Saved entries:
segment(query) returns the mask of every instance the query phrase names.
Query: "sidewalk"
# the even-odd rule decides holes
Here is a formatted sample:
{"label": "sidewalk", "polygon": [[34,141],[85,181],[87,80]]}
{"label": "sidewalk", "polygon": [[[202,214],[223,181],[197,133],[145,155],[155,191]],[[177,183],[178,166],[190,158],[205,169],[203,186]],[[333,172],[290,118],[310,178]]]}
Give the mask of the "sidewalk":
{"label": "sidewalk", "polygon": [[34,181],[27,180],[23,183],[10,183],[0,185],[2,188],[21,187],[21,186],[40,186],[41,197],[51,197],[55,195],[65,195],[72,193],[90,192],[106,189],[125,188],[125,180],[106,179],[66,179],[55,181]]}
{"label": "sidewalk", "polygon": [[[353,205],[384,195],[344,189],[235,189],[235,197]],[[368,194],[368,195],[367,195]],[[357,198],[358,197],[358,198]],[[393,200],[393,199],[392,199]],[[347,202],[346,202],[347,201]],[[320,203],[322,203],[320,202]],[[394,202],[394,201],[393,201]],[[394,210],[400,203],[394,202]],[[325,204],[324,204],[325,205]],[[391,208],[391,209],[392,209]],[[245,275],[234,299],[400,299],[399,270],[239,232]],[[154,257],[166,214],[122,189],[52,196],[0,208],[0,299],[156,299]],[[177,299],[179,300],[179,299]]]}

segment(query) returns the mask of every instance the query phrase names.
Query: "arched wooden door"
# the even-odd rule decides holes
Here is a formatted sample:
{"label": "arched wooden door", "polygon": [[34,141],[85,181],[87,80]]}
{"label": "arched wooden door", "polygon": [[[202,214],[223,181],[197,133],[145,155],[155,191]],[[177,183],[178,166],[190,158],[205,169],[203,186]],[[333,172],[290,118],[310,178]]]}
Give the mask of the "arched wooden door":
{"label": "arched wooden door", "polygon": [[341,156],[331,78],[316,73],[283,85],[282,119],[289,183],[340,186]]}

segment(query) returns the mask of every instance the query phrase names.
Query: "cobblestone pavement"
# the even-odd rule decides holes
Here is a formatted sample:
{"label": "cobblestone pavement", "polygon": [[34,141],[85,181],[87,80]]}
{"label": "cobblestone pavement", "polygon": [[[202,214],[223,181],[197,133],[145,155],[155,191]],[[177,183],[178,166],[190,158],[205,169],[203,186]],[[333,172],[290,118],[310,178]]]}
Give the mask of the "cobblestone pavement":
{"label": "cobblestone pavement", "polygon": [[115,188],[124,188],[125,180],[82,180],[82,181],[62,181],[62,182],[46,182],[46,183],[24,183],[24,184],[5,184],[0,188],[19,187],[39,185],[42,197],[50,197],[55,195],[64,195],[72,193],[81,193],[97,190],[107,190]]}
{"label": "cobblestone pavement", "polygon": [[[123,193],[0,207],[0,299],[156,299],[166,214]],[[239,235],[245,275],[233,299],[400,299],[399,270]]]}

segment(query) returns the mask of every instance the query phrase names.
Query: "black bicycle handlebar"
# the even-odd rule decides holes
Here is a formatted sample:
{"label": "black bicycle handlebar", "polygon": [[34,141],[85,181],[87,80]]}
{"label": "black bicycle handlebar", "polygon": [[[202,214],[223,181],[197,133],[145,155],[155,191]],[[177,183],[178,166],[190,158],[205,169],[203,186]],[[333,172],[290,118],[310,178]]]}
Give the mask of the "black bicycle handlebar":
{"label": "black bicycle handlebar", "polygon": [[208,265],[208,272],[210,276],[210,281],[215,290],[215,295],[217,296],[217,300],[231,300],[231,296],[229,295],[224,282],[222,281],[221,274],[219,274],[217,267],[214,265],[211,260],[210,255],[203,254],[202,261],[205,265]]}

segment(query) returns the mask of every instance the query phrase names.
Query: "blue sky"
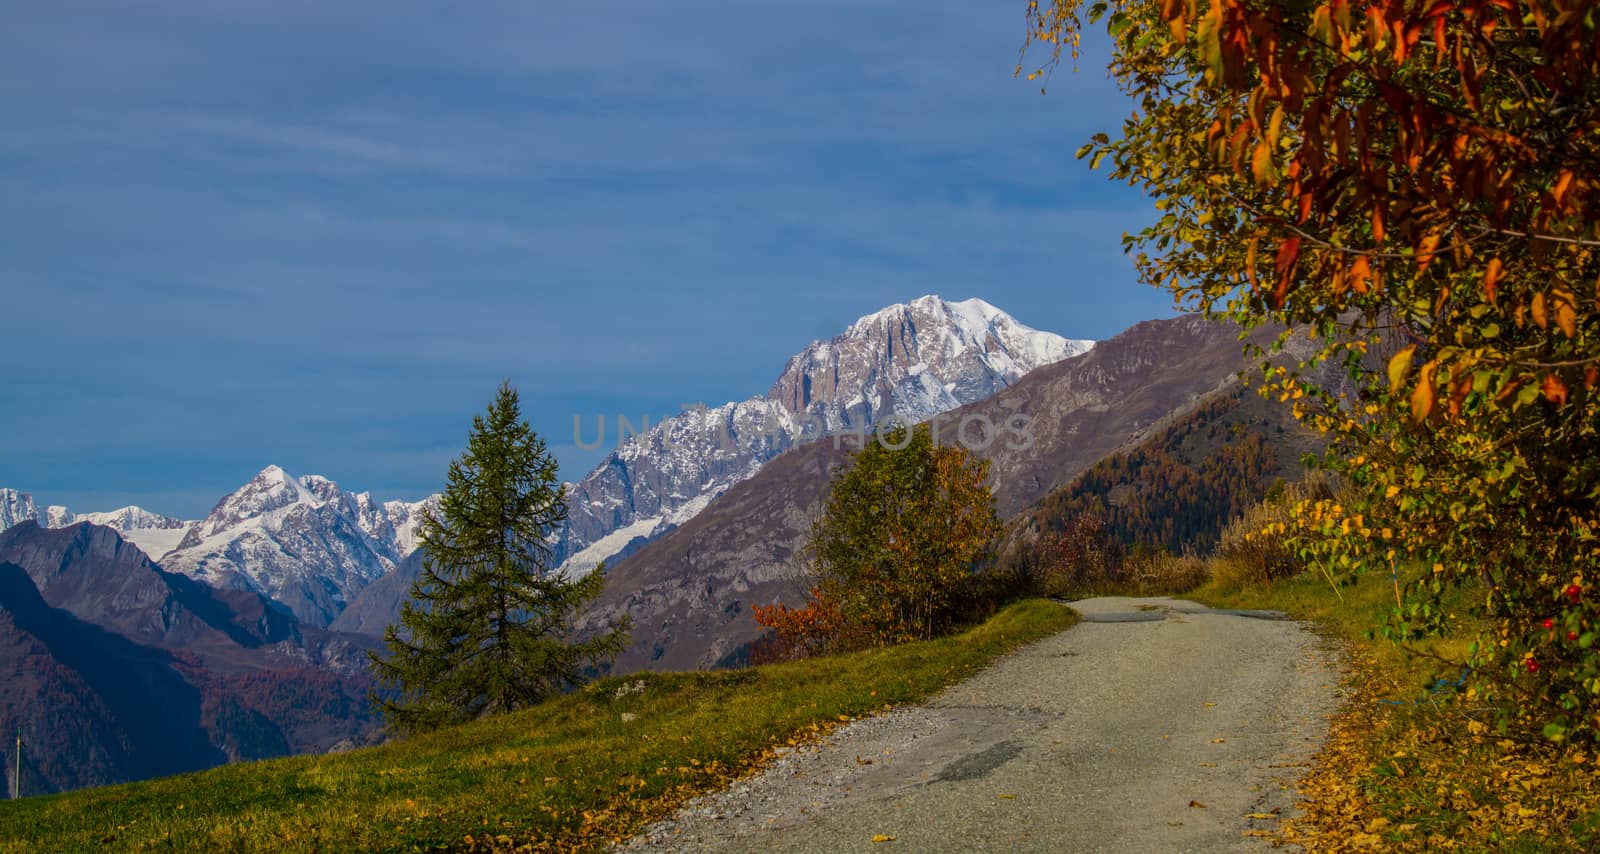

▶ **Goal of the exercise**
Would you set down the records exactly, with no pictures included?

▶ **Solution to this exercise**
segment(query) returns the mask of every instance the query phrase names.
Query: "sidewalk"
# the even-odd rule decides holes
Here is a formatted sample:
{"label": "sidewalk", "polygon": [[34,141],[85,181],[87,80]]}
{"label": "sidewalk", "polygon": [[[202,214],[223,181],[197,133],[145,155],[155,191]],[[177,183],[178,166],[190,158],[205,169],[203,186]],[[333,172],[290,118],[310,178]]]}
Give the mask of the "sidewalk":
{"label": "sidewalk", "polygon": [[34,181],[27,180],[23,183],[10,183],[0,185],[2,188],[21,187],[21,186],[40,186],[41,197],[51,197],[55,195],[65,195],[72,193],[90,192],[106,189],[125,188],[125,180],[106,179],[66,179],[55,181]]}
{"label": "sidewalk", "polygon": [[[353,205],[384,195],[344,189],[235,189],[235,197]],[[368,194],[368,195],[367,195]],[[357,198],[358,197],[358,198]],[[393,200],[393,199],[392,199]],[[347,202],[346,202],[347,201]],[[320,203],[322,203],[320,202]],[[394,202],[394,201],[393,201]],[[394,210],[400,203],[394,202]],[[325,204],[324,204],[325,205]],[[391,208],[391,209],[392,209]],[[245,275],[234,299],[400,299],[399,270],[239,232]],[[154,257],[166,214],[122,189],[52,196],[0,208],[0,299],[156,299]],[[177,299],[179,300],[179,299]]]}

segment(query) returns the mask of every instance the query phrase names.
Query: "arched wooden door"
# the even-odd rule decides holes
Here is a formatted sample:
{"label": "arched wooden door", "polygon": [[34,141],[85,181],[87,80]]}
{"label": "arched wooden door", "polygon": [[[202,214],[223,181],[197,133],[145,155],[155,191]],[[177,183],[178,166],[190,158],[205,169],[203,186]],[[333,172],[290,118],[310,178]]]}
Give the mask of the "arched wooden door":
{"label": "arched wooden door", "polygon": [[341,156],[331,78],[316,73],[283,85],[282,119],[289,183],[340,186]]}

segment(query) returns the mask of every instance the query phrase names.
Query: "cobblestone pavement"
# the even-odd rule decides holes
Here is a formatted sample:
{"label": "cobblestone pavement", "polygon": [[34,141],[85,181],[87,80]]}
{"label": "cobblestone pavement", "polygon": [[[202,214],[223,181],[197,133],[145,155],[155,191]],[[177,183],[178,166],[190,158],[205,169],[203,186]],[[333,172],[290,118],[310,178]]]}
Give the mask of the "cobblestone pavement":
{"label": "cobblestone pavement", "polygon": [[115,188],[124,188],[125,180],[82,180],[82,181],[62,181],[62,182],[46,182],[46,183],[24,183],[24,184],[5,184],[0,188],[19,187],[39,185],[42,197],[50,197],[55,195],[64,195],[72,193],[81,193],[97,190],[107,190]]}
{"label": "cobblestone pavement", "polygon": [[[123,193],[0,207],[0,299],[156,299],[166,214]],[[239,235],[245,275],[233,299],[400,299],[399,270]]]}

segment(query) returns the mask of every instance the query phrase names.
Query: "black bicycle handlebar"
# the even-odd rule decides holes
Here is a formatted sample:
{"label": "black bicycle handlebar", "polygon": [[34,141],[85,181],[87,80]]}
{"label": "black bicycle handlebar", "polygon": [[[202,214],[223,181],[197,133],[145,155],[155,191]],[[177,183],[178,166],[190,158],[205,169],[203,186]],[[333,172],[290,118],[310,178]]]}
Give the mask of the "black bicycle handlebar":
{"label": "black bicycle handlebar", "polygon": [[208,265],[208,272],[210,276],[210,281],[215,290],[215,295],[217,296],[217,300],[231,300],[231,296],[229,295],[224,282],[222,281],[221,274],[219,274],[217,267],[214,265],[211,260],[210,255],[203,254],[202,261],[205,265]]}

segment(query) returns the mask of every instance the query phrase names.
Query: "blue sky"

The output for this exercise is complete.